● Dataset excerpts
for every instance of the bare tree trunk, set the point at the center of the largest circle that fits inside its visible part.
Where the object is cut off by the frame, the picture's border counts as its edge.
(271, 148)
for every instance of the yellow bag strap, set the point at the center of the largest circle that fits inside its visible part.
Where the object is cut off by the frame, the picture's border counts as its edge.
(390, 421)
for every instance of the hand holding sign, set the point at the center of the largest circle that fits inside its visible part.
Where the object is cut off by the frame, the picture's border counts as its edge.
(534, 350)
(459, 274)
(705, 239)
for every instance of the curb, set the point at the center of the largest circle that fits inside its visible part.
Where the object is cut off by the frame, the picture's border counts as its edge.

● Exercise
Check each line in the records above for the word "instance". Return those that have it.

● Output for this exercise
for every instance of the bare tree trunk, set the point at the center of the largest circle that fits inside its visible part.
for every instance of the yellow bag strap, set the point at the center of the largest circle that fits inside its visible part.
for every instance of the hand holding sign, set the point at the center of the largest circle that fits inside its visible part.
for every instance of the curb, set the point at the center of the largest circle that fits inside its visible part.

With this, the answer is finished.